[START Source records]
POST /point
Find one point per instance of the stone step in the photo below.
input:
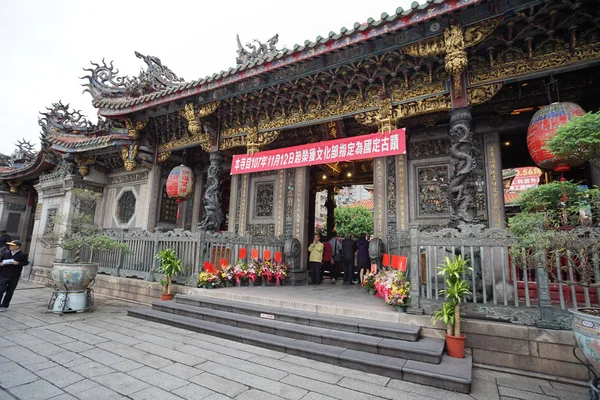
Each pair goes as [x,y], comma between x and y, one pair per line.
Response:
[390,330]
[450,373]
[425,350]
[END Source records]
# Task objective
Format every line of the records above as a numbered list, skipping blank lines and leaving out the pictures.

# Answer
1. POST /point
2. Find one point per instance of the stone step in the photo below.
3. input:
4. Each pair goes as [x,y], comma between x and y, one pair per line.
5. Response:
6. [390,330]
7. [450,373]
8. [425,350]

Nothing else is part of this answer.